Reading passage:
Defendants are Arthur Andersen & Co. ("AA") and Arthur Andersen & Co. (Switzerland), one of the "Big Eight" accounting firms. AA was employed as the auditor for IOS, Ltd. "and consolidated subsidiaries and affiliated funds". See Px-59. The Zurich office was officially responsible for a separate report as to FOF. The pertinent part of the engagement letter for 1968 is as follows:

Our audit work on companies for which we are responsible will consist of examination of the respective balance sheets and statements of net assets and investments as of December 31, 1968, and the related statements of income, surplus and changes in net assets for the year then ending in order to enable us to express an opinion on the financial position of the respective entities and the results of their operations. These examinations will be made in accordance with generally accepted auditing standards and will include all auditing procedures which we consider necessary in the circumstances. These procedures will include, among other things, review and tests of the accounting procedures and internal controls, tests of documentary evidence supporting the transactions recorded in the accounts and direct confirmation of certain assets and liabilities by correspondence with selected customers, creditors, legal counsel, banks, etc. While certain types of defalcations and similar irregularities may be disclosed by this kind of an examination, it is not designed for that purpose and will not involve the audit of a sufficiently large portion of the total transactions to afford assurance that any defalcations and irregularities will be uncovered. Generally, primary reliance for such disclosure is placed on a company's system of internal control and effective supervision of its accounts and procedures. Of course, any irregularities coming to our attention would be reported to you immediately.

Entries supplied:
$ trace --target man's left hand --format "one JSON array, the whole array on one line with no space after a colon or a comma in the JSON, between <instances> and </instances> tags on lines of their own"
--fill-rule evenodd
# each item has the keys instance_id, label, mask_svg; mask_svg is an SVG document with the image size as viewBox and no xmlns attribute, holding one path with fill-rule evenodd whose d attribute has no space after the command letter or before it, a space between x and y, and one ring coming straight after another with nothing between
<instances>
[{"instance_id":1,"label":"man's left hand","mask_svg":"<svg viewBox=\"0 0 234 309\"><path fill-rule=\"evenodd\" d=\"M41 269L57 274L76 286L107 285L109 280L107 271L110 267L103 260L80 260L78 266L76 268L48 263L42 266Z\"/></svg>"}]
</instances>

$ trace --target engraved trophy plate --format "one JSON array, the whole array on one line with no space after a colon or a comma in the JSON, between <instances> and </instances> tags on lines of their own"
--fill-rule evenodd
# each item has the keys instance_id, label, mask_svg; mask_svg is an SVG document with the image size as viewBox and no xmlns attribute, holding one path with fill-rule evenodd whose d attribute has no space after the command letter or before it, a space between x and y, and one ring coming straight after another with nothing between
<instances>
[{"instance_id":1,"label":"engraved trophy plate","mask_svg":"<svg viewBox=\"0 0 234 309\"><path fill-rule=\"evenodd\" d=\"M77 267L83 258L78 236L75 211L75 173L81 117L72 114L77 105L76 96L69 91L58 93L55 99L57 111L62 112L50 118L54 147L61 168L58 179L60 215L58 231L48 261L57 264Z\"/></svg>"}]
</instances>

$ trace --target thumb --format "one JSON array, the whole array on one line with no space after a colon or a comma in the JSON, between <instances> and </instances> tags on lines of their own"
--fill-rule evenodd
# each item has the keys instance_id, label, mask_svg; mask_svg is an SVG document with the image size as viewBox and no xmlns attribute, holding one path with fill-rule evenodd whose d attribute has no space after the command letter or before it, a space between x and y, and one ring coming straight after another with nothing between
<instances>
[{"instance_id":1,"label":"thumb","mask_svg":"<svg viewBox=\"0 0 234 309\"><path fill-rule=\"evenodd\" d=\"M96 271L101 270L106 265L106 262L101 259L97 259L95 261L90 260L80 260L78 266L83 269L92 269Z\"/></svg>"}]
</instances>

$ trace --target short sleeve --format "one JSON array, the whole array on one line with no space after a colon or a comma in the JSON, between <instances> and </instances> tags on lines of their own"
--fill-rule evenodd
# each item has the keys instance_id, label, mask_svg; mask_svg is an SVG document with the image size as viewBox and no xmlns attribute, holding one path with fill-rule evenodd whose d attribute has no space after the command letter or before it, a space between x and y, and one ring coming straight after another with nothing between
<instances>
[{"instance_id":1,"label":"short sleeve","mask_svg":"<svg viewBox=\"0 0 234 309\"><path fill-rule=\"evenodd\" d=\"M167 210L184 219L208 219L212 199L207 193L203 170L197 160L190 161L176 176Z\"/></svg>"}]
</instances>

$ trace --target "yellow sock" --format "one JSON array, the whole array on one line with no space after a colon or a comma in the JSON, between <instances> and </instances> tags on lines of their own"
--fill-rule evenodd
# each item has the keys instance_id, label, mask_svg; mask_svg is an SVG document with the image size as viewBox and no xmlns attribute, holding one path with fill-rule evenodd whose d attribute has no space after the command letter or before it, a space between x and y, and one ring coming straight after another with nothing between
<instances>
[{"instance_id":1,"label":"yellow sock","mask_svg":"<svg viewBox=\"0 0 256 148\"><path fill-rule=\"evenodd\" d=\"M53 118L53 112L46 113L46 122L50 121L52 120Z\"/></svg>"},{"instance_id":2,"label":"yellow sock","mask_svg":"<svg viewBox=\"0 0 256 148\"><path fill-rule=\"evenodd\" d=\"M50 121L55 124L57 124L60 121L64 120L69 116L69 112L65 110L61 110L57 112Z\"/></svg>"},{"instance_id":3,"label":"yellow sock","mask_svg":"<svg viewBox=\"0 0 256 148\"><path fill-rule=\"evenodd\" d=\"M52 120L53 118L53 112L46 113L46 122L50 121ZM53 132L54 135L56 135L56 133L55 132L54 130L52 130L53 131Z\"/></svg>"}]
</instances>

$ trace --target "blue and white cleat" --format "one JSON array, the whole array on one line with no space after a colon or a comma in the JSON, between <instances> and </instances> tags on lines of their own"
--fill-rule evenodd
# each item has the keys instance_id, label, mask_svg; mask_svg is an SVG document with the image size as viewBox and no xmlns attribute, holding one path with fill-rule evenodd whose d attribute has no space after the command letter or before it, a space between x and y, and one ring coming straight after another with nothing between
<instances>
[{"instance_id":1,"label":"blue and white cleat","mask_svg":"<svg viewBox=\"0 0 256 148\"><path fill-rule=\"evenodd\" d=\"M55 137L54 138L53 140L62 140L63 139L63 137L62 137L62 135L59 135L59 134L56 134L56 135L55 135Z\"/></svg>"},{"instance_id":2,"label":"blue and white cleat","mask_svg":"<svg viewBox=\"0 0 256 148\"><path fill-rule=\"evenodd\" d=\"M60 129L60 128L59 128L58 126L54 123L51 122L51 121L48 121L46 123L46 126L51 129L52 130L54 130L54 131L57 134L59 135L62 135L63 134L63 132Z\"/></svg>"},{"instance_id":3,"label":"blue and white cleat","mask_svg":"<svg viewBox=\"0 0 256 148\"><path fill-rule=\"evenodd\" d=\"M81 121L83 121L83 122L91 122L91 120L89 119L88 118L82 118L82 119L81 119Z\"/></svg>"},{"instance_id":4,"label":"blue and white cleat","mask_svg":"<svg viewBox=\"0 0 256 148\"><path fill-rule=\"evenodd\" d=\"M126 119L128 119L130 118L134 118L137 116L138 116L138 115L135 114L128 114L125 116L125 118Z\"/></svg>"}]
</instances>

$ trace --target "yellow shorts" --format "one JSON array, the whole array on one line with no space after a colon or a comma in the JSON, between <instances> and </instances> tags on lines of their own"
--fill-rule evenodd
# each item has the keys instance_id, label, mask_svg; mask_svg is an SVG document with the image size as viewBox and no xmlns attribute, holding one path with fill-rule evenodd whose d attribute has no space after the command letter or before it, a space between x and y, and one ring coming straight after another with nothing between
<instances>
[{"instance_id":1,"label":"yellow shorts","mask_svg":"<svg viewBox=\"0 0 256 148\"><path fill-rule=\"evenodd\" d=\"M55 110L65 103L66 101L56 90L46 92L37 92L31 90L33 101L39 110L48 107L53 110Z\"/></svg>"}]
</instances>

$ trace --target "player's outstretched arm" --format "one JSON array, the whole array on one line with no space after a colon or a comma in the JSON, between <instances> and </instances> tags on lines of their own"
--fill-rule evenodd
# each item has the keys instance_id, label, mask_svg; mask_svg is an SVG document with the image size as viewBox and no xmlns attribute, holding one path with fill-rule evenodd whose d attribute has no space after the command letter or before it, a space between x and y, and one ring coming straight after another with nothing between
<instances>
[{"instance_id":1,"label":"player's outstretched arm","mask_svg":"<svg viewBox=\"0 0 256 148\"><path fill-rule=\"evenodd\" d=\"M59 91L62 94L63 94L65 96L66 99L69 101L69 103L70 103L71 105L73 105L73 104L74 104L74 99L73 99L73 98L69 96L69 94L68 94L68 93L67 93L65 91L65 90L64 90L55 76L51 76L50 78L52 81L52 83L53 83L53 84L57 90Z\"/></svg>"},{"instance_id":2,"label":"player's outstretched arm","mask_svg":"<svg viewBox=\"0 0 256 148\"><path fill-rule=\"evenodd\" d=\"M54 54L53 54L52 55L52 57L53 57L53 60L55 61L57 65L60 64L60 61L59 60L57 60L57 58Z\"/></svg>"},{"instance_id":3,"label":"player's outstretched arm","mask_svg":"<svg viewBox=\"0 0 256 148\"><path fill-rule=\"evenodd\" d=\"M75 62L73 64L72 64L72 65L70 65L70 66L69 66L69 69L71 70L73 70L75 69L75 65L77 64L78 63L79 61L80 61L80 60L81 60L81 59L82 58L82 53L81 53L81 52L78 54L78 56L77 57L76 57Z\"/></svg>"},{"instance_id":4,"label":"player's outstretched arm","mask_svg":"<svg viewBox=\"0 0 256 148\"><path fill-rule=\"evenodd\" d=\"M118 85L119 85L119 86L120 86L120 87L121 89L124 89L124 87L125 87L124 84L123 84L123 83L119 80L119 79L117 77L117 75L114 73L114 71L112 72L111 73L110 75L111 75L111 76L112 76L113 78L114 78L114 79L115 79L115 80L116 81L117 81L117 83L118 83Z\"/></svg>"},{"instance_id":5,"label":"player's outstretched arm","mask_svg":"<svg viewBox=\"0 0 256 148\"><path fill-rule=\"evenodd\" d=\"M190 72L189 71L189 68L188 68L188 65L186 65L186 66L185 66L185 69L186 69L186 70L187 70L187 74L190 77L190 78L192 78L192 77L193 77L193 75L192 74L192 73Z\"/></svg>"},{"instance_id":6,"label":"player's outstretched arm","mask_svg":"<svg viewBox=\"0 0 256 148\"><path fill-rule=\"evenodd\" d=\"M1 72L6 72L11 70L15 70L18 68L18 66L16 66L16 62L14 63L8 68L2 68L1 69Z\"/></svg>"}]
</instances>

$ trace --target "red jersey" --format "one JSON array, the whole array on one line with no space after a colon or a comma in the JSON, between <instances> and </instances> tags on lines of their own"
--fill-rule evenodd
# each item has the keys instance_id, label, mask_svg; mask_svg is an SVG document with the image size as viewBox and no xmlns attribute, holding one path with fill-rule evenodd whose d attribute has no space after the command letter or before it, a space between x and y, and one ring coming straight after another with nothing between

Exercise: Reproduce the entire passage above about Arthur Andersen's audit engagement, word for word.

Answer to this task:
Defendants are Arthur Andersen & Co. ("AA") and Arthur Andersen & Co. (Switzerland), one of the "Big Eight" accounting firms. AA was employed as the auditor for IOS, Ltd. "and consolidated subsidiaries and affiliated funds". See Px-59. The Zurich office was officially responsible for a separate report as to FOF. The pertinent part of the engagement letter for 1968 is as follows:

Our audit work on companies for which we are responsible will consist of examination of the respective balance sheets and statements of net assets and investments as of December 31, 1968, and the related statements of income, surplus and changes in net assets for the year then ending in order to enable us to express an opinion on the financial position of the respective entities and the results of their operations. These examinations will be made in accordance with generally accepted auditing standards and will include all auditing procedures which we consider necessary in the circumstances. These procedures will include, among other things, review and tests of the accounting procedures and internal controls, tests of documentary evidence supporting the transactions recorded in the accounts and direct confirmation of certain assets and liabilities by correspondence with selected customers, creditors, legal counsel, banks, etc. While certain types of defalcations and similar irregularities may be disclosed by this kind of an examination, it is not designed for that purpose and will not involve the audit of a sufficiently large portion of the total transactions to afford assurance that any defalcations and irregularities will be uncovered. Generally, primary reliance for such disclosure is placed on a company's system of internal control and effective supervision of its accounts and procedures. Of course, any irregularities coming to our attention would be reported to you immediately.